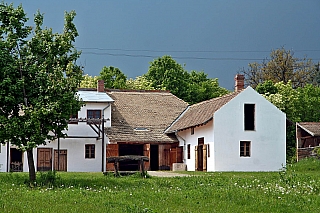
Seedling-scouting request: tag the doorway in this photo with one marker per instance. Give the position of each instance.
(44, 161)
(16, 156)
(154, 157)
(62, 164)
(130, 149)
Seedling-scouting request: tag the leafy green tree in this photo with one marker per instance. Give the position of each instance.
(201, 88)
(282, 66)
(301, 104)
(89, 81)
(113, 78)
(139, 83)
(166, 73)
(38, 80)
(267, 87)
(309, 103)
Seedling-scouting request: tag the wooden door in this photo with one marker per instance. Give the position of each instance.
(200, 158)
(146, 152)
(176, 155)
(112, 151)
(62, 160)
(44, 159)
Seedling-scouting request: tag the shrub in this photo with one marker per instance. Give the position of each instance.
(49, 178)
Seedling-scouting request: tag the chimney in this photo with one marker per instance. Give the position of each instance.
(239, 82)
(100, 86)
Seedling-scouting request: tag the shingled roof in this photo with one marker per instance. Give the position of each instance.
(200, 113)
(313, 128)
(143, 116)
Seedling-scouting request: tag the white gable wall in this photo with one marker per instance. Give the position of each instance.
(268, 146)
(205, 131)
(3, 158)
(76, 161)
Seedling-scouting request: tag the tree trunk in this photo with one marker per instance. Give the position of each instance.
(32, 170)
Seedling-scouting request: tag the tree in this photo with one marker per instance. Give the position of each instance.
(267, 87)
(113, 78)
(201, 88)
(282, 66)
(139, 83)
(38, 82)
(89, 81)
(166, 73)
(300, 105)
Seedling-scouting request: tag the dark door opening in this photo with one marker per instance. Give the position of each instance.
(16, 164)
(130, 149)
(200, 154)
(62, 160)
(44, 161)
(154, 157)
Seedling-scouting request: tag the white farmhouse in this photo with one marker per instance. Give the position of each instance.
(84, 148)
(241, 131)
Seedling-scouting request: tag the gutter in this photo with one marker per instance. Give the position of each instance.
(184, 146)
(102, 139)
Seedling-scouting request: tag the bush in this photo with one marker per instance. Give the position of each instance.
(49, 178)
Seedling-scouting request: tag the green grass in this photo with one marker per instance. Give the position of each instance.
(296, 189)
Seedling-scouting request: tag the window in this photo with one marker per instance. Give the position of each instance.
(75, 116)
(89, 151)
(94, 114)
(249, 116)
(245, 148)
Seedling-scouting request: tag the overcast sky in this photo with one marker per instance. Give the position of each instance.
(217, 37)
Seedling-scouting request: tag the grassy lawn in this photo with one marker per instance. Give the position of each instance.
(295, 190)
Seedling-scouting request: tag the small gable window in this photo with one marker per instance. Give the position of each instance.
(94, 114)
(141, 129)
(73, 119)
(192, 131)
(89, 151)
(249, 117)
(245, 148)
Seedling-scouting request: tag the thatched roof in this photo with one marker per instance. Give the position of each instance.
(143, 116)
(200, 113)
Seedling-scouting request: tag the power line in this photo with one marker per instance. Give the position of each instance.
(177, 57)
(188, 51)
(176, 51)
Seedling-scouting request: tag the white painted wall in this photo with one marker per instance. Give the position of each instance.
(268, 140)
(205, 131)
(76, 161)
(3, 158)
(224, 133)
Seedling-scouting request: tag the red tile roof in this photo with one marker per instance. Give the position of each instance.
(143, 116)
(200, 113)
(312, 128)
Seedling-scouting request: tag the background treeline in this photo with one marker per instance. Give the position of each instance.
(290, 83)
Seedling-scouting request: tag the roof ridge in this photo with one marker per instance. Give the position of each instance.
(135, 90)
(217, 98)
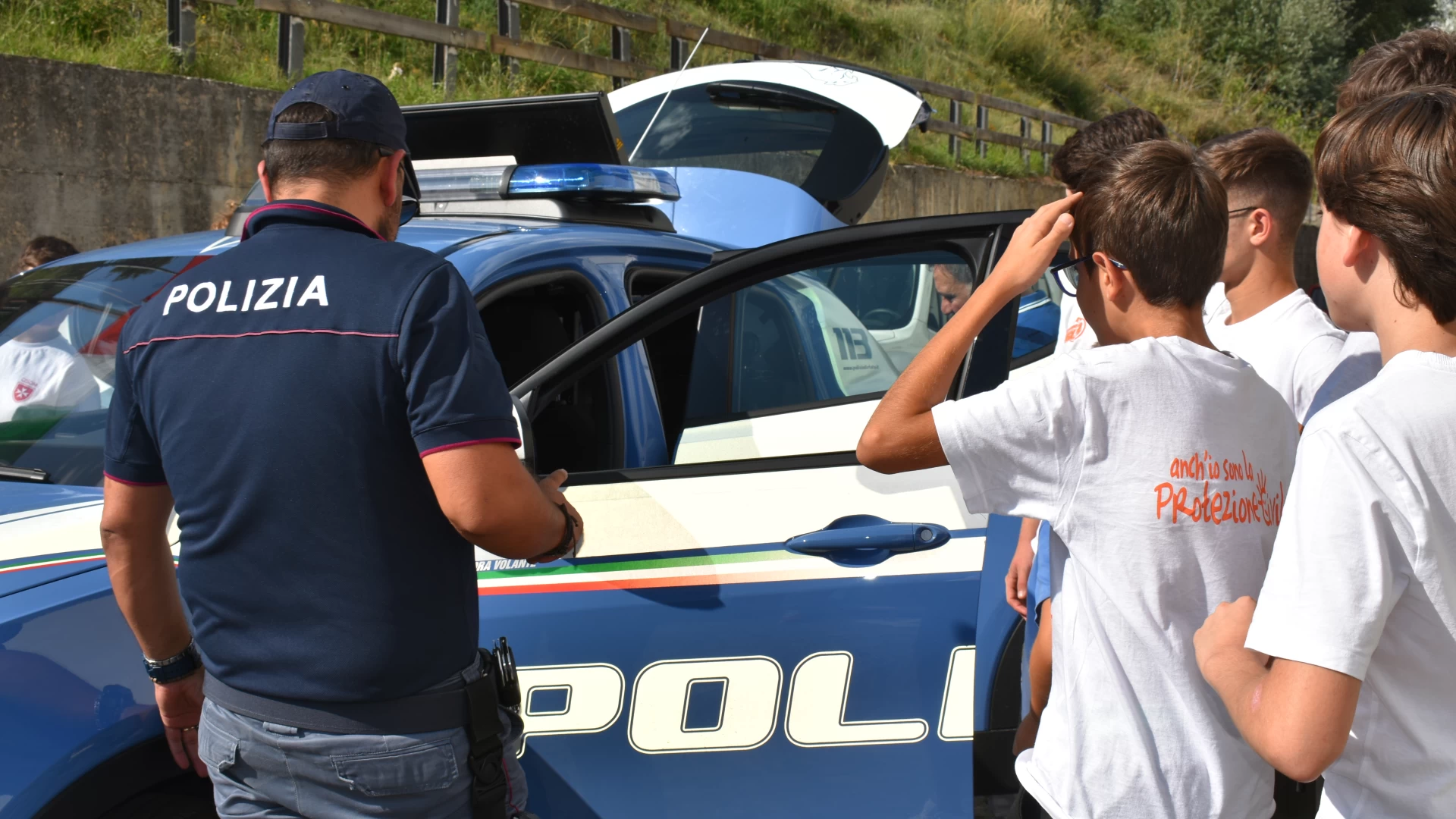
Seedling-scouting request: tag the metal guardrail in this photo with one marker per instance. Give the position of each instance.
(507, 42)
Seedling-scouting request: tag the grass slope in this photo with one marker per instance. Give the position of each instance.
(1037, 52)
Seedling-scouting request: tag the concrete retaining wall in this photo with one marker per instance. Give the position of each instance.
(102, 156)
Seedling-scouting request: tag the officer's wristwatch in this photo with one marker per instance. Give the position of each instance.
(568, 538)
(175, 667)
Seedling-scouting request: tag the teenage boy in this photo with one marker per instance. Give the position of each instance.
(1266, 318)
(1348, 657)
(1028, 585)
(1161, 466)
(1421, 57)
(1069, 165)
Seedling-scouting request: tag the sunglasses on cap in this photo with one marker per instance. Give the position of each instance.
(1066, 275)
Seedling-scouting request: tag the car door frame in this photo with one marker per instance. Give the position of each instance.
(986, 366)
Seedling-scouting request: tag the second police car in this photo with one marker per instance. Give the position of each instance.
(758, 626)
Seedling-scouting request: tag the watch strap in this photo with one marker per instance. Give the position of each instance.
(175, 667)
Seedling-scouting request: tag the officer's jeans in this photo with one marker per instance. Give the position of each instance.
(268, 770)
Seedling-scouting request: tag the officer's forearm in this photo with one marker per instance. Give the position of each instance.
(139, 558)
(494, 502)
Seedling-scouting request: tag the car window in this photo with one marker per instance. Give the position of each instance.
(58, 333)
(816, 338)
(764, 129)
(1038, 318)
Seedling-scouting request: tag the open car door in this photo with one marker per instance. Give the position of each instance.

*****

* Task directions
Without the images, write out each line of the data verbatim.

* Exercise solution
Seedling-scouting request: tag the doorway in this photo with one marker per instance. Give the position of each instance.
(44, 161)
(16, 156)
(154, 157)
(62, 164)
(130, 149)
Seedling-scouting request: tag the leafy green tree in this photo with one marker per instance. Give the position of each instance.
(201, 88)
(282, 66)
(301, 104)
(89, 81)
(113, 78)
(139, 83)
(166, 73)
(38, 80)
(267, 87)
(309, 103)
Seedling-scouting request: tag the wooden door in this photo with one marker per instance. Give the position of each instance.
(200, 158)
(146, 152)
(176, 155)
(112, 151)
(62, 160)
(44, 159)
Seedling-scouting request: tag the shrub in this photo with one marker per instance. Give the position of each instance.
(49, 178)
Seedling-scouting request: tag the chimney in this photo with one marker per instance. Give the position of each instance.
(239, 82)
(100, 86)
Seedling-scouting request: tag the shingled roof in this photo with one marker per instance. Give the position of each instance.
(200, 113)
(313, 128)
(143, 116)
Seedling-scouting request: tag the white gable wall in this photo with one marker per instance. Give the position of each instance.
(268, 146)
(205, 131)
(3, 158)
(76, 161)
Seedling-scouting request: tag the tree trunk in this photo with one marker per instance. Give the position of each instance.
(32, 170)
Seedling-scouting request: tag the tree in this photo with one marker per instance. Give the position of each instance.
(267, 87)
(113, 78)
(201, 88)
(282, 66)
(139, 83)
(38, 82)
(89, 81)
(166, 73)
(300, 105)
Seedling-scouting request: tag the dark door opening in this photo with one marker per instance. Give the position of each instance.
(16, 164)
(130, 149)
(200, 154)
(62, 160)
(44, 161)
(154, 157)
Seedling-scouting request: tag the white farmhouse in this photo with one marker per instance. Give the position of each instance.
(84, 148)
(241, 131)
Seedling-scouting request: tag the gutter in this photo with one marker per instance. Give the position of each instance.
(184, 146)
(102, 139)
Seedling-scouting request: tag the bush in this photo with one marker per instance. Give the position of each instance.
(49, 178)
Seedling-scouting request: tag the green grass in this photo with one marker per instance. Give the position of each instance.
(296, 189)
Seedling-scouting request: tag the window in this photo with one marker per instance. Give the position of each instance.
(75, 116)
(89, 151)
(94, 114)
(249, 116)
(245, 148)
Seedling-scouting request: tag the overcast sky in this photo with one marker per instance. Give the position of each instance.
(217, 37)
Seedling-scouting request: tag the grassy lawn in this photo with one marker per instance. Give the position of each instance.
(295, 190)
Seedling-scouting request: tag the small gable window in this photo with one marker per instance. Give the position of each instance.
(94, 114)
(141, 129)
(73, 119)
(192, 131)
(89, 151)
(249, 117)
(245, 148)
Seedling-scouting request: tag the thatched roof in this photo with one marker per instance. Give the position of each instance.
(143, 116)
(200, 113)
Seedling-scouting request: tag the power line in this photo with one marker per instance. Give the position of each instance.
(177, 57)
(188, 51)
(176, 51)
Seedling-scouting request: tag the white painted wall in this photo with one marker per instance. Give the position of each instance.
(268, 140)
(205, 131)
(76, 161)
(3, 158)
(224, 133)
Seedling-scouting request: tag the red tile roof in this photo with one marker per instance. Give the position of each instance.
(143, 116)
(200, 113)
(312, 128)
Seedling-scouting request: tag the background treeline in this photo with one marker per instance. Give the position of each instance.
(290, 83)
Seedling-scouting request: tag the roof ridge in this photo with one marker per instance. Give the position of each instance.
(135, 90)
(217, 98)
Seedling-scouting request: tag the metal guardrail in this photo with one marker per instance. Give the position of each instance.
(507, 42)
Seedling-scouting request: tag the grass slope in this photo with one marker per instance. Give the position of each instance.
(1037, 52)
Seedling-scouting request: tag the concrete retaining wall in this photo with one marker per instance. Give the position of each instance.
(102, 156)
Seedling-scouting request: tag the officer's wristwatch in this photo with one marker per instance. Give the position of each instance.
(568, 538)
(175, 667)
Seedling-scouting request: tag the teenage boy in this photo with one marker per instance. Give the position of each instance.
(1266, 318)
(1348, 657)
(1028, 585)
(1161, 466)
(1421, 57)
(1069, 165)
Seedling-scouting request: tag the sunglasses on cap in this photo with one marker per instance. Give the position of each instance.
(1066, 275)
Seedling-scouting request: tag the car door frame in this photo with one marker per instance. Give the position of each instance.
(986, 366)
Seedling-scouting request: tag the second police car in this photo with one marker per instance. Give the position of each instance.
(758, 626)
Seedling-scouting request: tag the watch strap in this photo with one marker per instance. Give the position of each instance.
(175, 667)
Seedling-scouting request: tag the officer's jeans in this photo with one marker per instance. Give the position of each instance.
(268, 770)
Seedling-scouting request: tag the officer's forearm in this photo with one marker per instance. Give the position of each instance.
(139, 558)
(494, 502)
Seedling-scouting request: tag the car window in this photo with one marker per instance. Give the position of each instance.
(58, 333)
(816, 338)
(764, 129)
(1038, 318)
Seedling-scouting request: tag the open car door in this photo with one marker per instance. Give the position of each instance.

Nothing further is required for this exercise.